(Dataset excerpts begins)
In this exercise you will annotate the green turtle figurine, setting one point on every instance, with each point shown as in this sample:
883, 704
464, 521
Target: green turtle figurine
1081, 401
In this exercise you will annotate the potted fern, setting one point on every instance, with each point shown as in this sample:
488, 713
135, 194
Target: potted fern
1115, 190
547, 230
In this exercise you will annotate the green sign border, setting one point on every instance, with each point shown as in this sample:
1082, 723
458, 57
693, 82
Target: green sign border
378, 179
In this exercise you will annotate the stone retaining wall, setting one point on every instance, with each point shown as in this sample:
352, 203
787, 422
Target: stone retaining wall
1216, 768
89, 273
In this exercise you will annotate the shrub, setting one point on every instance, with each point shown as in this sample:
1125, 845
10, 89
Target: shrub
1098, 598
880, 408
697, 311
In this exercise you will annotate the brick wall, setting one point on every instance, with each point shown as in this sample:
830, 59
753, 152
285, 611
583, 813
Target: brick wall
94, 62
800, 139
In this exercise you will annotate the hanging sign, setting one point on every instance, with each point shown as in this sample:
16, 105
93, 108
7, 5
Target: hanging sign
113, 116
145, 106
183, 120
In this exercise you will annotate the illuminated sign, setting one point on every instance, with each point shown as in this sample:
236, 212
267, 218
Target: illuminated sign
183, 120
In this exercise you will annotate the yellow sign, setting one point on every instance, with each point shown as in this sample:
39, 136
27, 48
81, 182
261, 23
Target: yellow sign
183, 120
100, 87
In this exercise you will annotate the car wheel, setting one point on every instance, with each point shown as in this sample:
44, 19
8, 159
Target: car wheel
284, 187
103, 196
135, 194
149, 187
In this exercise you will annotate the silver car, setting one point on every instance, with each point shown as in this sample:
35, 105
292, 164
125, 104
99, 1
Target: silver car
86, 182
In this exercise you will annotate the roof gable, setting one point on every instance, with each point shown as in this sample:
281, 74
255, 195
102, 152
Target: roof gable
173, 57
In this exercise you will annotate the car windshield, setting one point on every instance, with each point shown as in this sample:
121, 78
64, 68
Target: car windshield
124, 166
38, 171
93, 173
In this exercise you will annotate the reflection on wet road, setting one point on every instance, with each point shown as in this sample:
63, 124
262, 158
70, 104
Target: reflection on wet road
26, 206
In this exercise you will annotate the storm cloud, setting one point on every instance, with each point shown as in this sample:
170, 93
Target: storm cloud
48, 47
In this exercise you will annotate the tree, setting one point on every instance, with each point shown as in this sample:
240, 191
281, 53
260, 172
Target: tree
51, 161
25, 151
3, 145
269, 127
(Dataset excerpts ends)
### [About this task]
Copy every line of the material, please, keeping it exactly the same.

### [Result of the task]
In this exercise you will annotate the green turtle figurine, setting one point on every instance, with each point shown as in this sample:
883, 704
464, 521
Target: green turtle figurine
1081, 401
In this exercise you will annotate the potted fern, setting one point on every instance, with each point shown as in this sample:
488, 713
135, 194
Target: potted fern
1115, 190
547, 230
In this exercise you will annotate the green sign border, setting one point on every instance, with each point shown as in this sample:
1082, 723
458, 57
693, 82
Target: green sign border
378, 179
In this exercise you will annotate the stone retaining wall, setting one point on every instance, with each point shown as in this sample:
352, 203
787, 422
Target: stone retaining wall
1216, 768
89, 273
In this exercise you will annotate the shrub, setting one point on every instance, with each point shown as in this sample:
1125, 845
10, 89
Target: shrub
1098, 598
880, 408
697, 311
In this exercise you will annotate the brick wall, setting one point on every instance, with each point shown as in this sample:
830, 59
753, 152
285, 611
583, 813
Target: brick wall
94, 62
800, 139
In this exercise you will annotate the hanging sign, setting one point on every instance, with each point shown as in this sample:
16, 105
93, 108
7, 5
Target: hanging sign
113, 116
145, 106
183, 120
In this exercise you will annotate the illuminated sign, setting one point on every instance, with each point shown as in this sample:
236, 212
267, 218
Target: illuminated sign
183, 120
In this exercise you will annotate the yellow sign, setting one point on every instance, with each point shown as in this sample:
39, 136
27, 48
81, 182
261, 23
Target: yellow sign
183, 120
100, 87
In this exercise you will annotate the car wheel, setting one point on every instance, with each point shown as in this sample:
44, 19
8, 159
Target: car wheel
284, 187
103, 196
135, 194
149, 187
In this exercise you will annotate the silver car, setting one point on every instance, with each point shown as in this sample:
35, 105
292, 164
125, 104
99, 1
Target: silver car
86, 182
In this exercise you will annotate the roof gable, setting one point on every instance, with each point shown as in this sample:
281, 74
255, 195
102, 152
Target: roof gable
173, 57
In this exercise you will annotate the car windshield, setting one point on every instance, with each point shown as in this sample:
121, 78
64, 68
Target: car windshield
124, 166
38, 171
93, 173
In this exercise you will annotate the reflection on wet road, setting one point on every instance, with each point shown as in this sample:
63, 124
262, 158
70, 104
Target: reflection on wet road
26, 206
In this exercise you will annotate the storm cloud, setting one point on every instance, with each point shown as in this sample:
170, 93
Target: storm cloud
48, 47
In this exercise you will annotate the tree, setting one point on every instance, with each point shown as in this sample:
240, 191
281, 53
260, 172
Target: tree
51, 161
25, 151
3, 145
269, 127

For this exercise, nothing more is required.